+++ SUPPLIED DATA

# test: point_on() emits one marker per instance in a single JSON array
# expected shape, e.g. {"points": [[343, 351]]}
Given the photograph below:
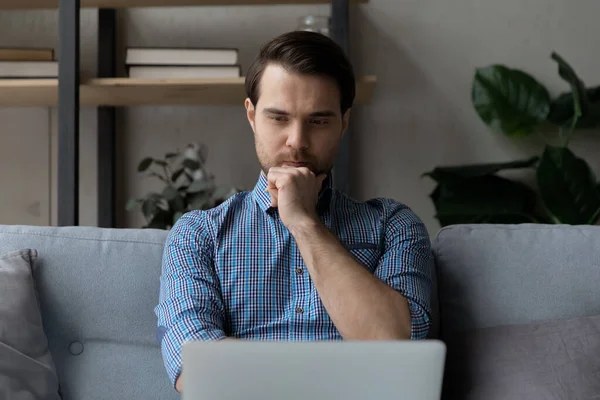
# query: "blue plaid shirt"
{"points": [[235, 270]]}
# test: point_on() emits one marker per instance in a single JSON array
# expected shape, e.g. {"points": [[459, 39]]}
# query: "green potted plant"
{"points": [[513, 103], [187, 186]]}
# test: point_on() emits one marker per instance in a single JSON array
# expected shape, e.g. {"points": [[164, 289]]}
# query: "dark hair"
{"points": [[304, 52]]}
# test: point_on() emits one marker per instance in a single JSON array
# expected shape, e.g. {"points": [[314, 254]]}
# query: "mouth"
{"points": [[295, 164]]}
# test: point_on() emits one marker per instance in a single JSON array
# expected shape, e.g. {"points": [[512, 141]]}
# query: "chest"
{"points": [[259, 252]]}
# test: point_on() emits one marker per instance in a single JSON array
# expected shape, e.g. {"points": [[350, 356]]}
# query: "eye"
{"points": [[319, 121]]}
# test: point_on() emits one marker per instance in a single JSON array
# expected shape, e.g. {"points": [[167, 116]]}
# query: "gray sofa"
{"points": [[98, 288]]}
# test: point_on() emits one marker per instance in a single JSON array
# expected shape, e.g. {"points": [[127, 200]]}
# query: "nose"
{"points": [[297, 136]]}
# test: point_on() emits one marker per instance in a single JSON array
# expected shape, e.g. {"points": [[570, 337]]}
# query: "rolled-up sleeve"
{"points": [[407, 264], [190, 304]]}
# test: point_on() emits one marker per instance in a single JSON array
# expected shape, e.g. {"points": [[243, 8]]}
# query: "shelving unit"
{"points": [[46, 4], [107, 91], [143, 92]]}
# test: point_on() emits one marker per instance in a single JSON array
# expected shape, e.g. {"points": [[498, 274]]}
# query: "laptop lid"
{"points": [[328, 370]]}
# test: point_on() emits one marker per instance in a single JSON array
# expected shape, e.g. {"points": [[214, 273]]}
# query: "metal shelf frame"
{"points": [[68, 112]]}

++++++

• TASK OBJECTIVE:
Set down each entry above exactly as it appears. Omit the pictures.

• FINISHED TASK:
# test: point_on() emits one marker per instance in a single JSON array
# expected shape, e.g. {"points": [[343, 351]]}
Given the photograph below:
# query: "blue plaid shirt"
{"points": [[235, 270]]}
# test: point_on() emits one marker per instance in a single JSON array
# expected shape, e.g. {"points": [[459, 39]]}
# query: "green potted plant"
{"points": [[513, 103], [187, 186]]}
# test: point_on() emits one marker per instance in a single JSON array
# expected shape, e.g. {"points": [[164, 289]]}
# query: "dark hair"
{"points": [[304, 52]]}
# test: point_on() emits one marker per instance in a single JSON array
# expected shape, e.g. {"points": [[314, 254]]}
# query: "mouth"
{"points": [[295, 164]]}
# test: point_on() emits one marker per instance in a single JSON array
# expected shape, e.g. {"points": [[512, 141]]}
# query: "chest"
{"points": [[259, 252]]}
# test: point_on() emits one marker per instance in a single JSON array
# expected shape, e.g. {"points": [[350, 356]]}
# query: "eye"
{"points": [[319, 121]]}
# test: point_on() emits one marker per instance in a single JSON array
# expected shape, e.g. {"points": [[167, 116]]}
# query: "gray sofa"
{"points": [[98, 288]]}
# test: point_on() emits one marker per instance in a single JSON array
# expected shape, e.g. {"points": [[127, 200]]}
# query: "nose"
{"points": [[297, 136]]}
# test: point_on() emits one marker per instance in a single JSON array
# expected shape, e.g. {"points": [[570, 337]]}
# query: "rolled-up sleeve"
{"points": [[407, 264], [190, 304]]}
# test: point_on() emits one marker per instance in a single JSON array
# expected shape, e.g. {"points": [[243, 8]]}
# query: "shelving unit"
{"points": [[46, 4], [107, 91], [143, 92]]}
# test: point_on() emits one marker per instance in a single JSON array
# expected shape, e.g. {"points": [[498, 274]]}
# query: "laptop lid"
{"points": [[328, 370]]}
# test: point_on() emits one marker per instance in a single JSON array
# expected shape, e.g. {"points": [[214, 273]]}
# query: "metal shelf frame"
{"points": [[68, 112]]}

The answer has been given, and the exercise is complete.